Would you copy all lines in the data that contain the word "cactus"?

▶ _INFORMATION SUPPLIED_:
────────────────
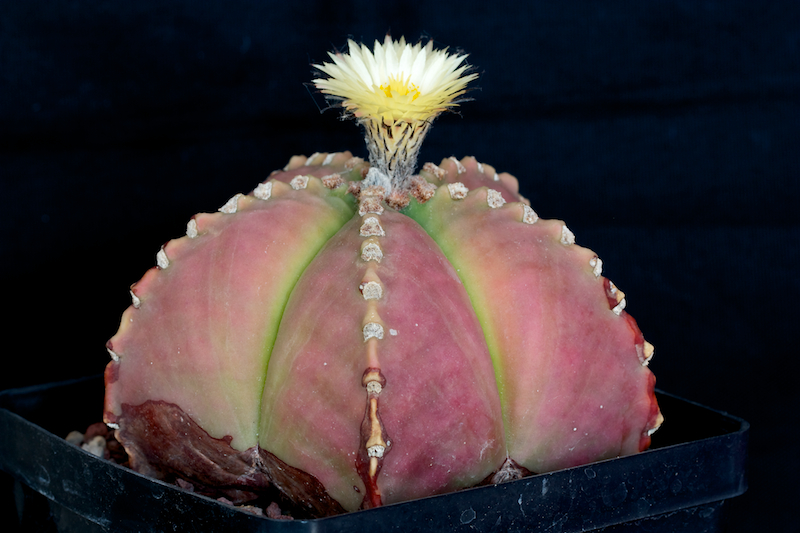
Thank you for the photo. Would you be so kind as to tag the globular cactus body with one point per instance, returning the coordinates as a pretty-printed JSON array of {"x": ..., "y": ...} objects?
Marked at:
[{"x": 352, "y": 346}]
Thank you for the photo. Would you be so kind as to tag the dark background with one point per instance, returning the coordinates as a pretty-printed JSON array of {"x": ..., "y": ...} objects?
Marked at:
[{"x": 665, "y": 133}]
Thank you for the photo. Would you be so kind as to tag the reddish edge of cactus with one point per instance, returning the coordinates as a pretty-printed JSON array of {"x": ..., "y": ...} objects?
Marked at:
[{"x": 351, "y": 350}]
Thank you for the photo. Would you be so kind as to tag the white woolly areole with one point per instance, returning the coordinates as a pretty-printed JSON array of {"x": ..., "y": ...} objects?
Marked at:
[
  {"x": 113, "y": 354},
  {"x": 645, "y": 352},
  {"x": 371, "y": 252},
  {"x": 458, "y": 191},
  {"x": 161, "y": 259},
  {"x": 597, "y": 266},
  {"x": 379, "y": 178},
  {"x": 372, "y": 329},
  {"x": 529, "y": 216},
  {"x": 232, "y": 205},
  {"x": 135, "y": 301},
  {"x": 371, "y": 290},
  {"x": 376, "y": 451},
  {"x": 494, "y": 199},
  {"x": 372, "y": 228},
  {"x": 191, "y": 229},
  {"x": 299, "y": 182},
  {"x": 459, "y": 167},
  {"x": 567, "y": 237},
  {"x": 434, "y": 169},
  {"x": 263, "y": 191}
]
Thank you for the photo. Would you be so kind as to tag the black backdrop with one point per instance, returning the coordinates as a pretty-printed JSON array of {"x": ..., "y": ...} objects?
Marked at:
────────────────
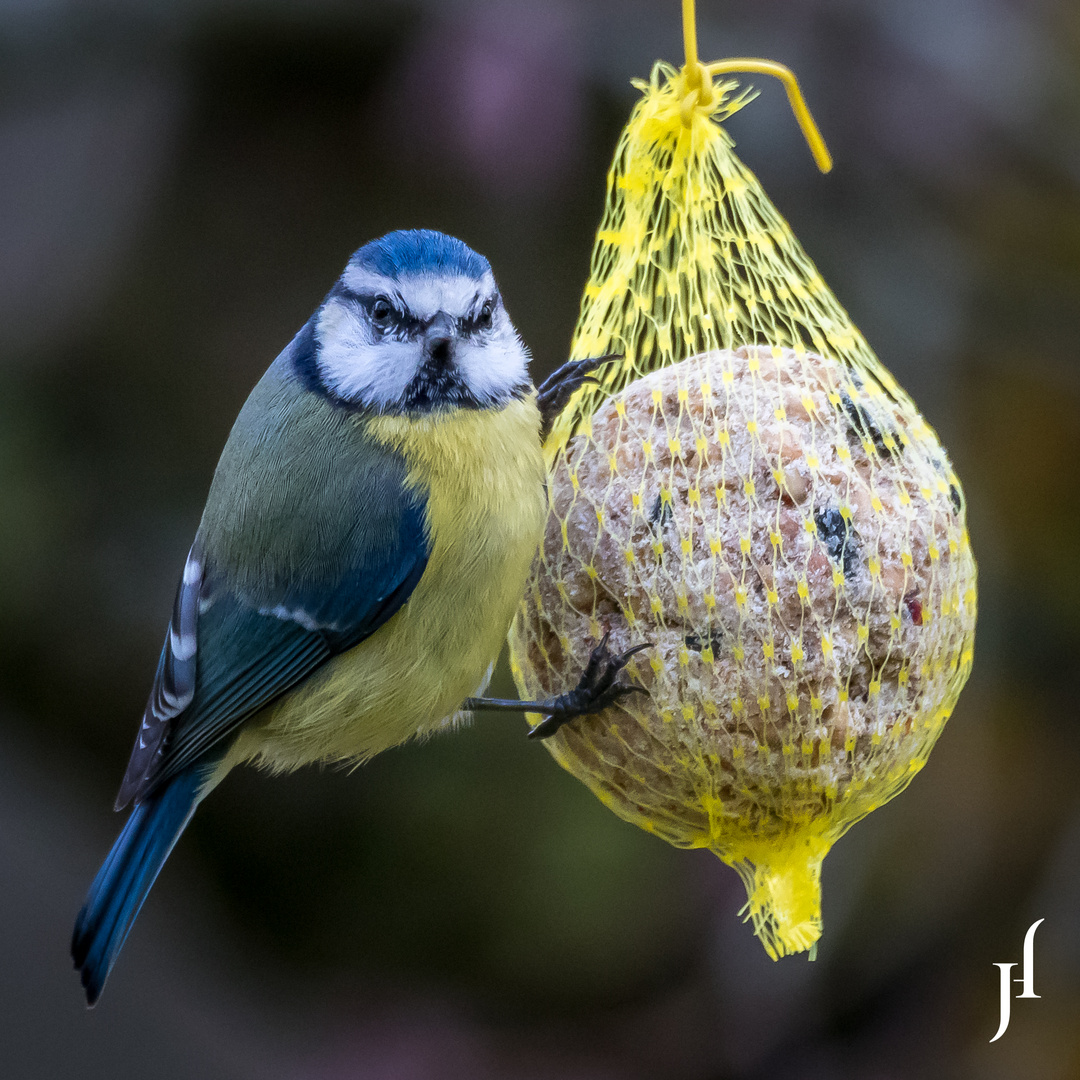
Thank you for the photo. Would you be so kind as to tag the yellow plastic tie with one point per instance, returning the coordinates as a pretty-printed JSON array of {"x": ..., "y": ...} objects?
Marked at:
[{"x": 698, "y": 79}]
────────────────
▶ _ANSWER TO THIS EXERCISE_:
Thank you for the photo. Would you be so kind as to tag the globular cactus body with one point per instance, returning the coordinates as a pretty-printed JSON array of {"x": ..., "y": ...} objects?
Thank you for the photo. Would you be so kind as to tag the reddish edge of cactus with one point per instance, returning the coordinates as a pretty-printed JSON array of {"x": ..., "y": ...} objects?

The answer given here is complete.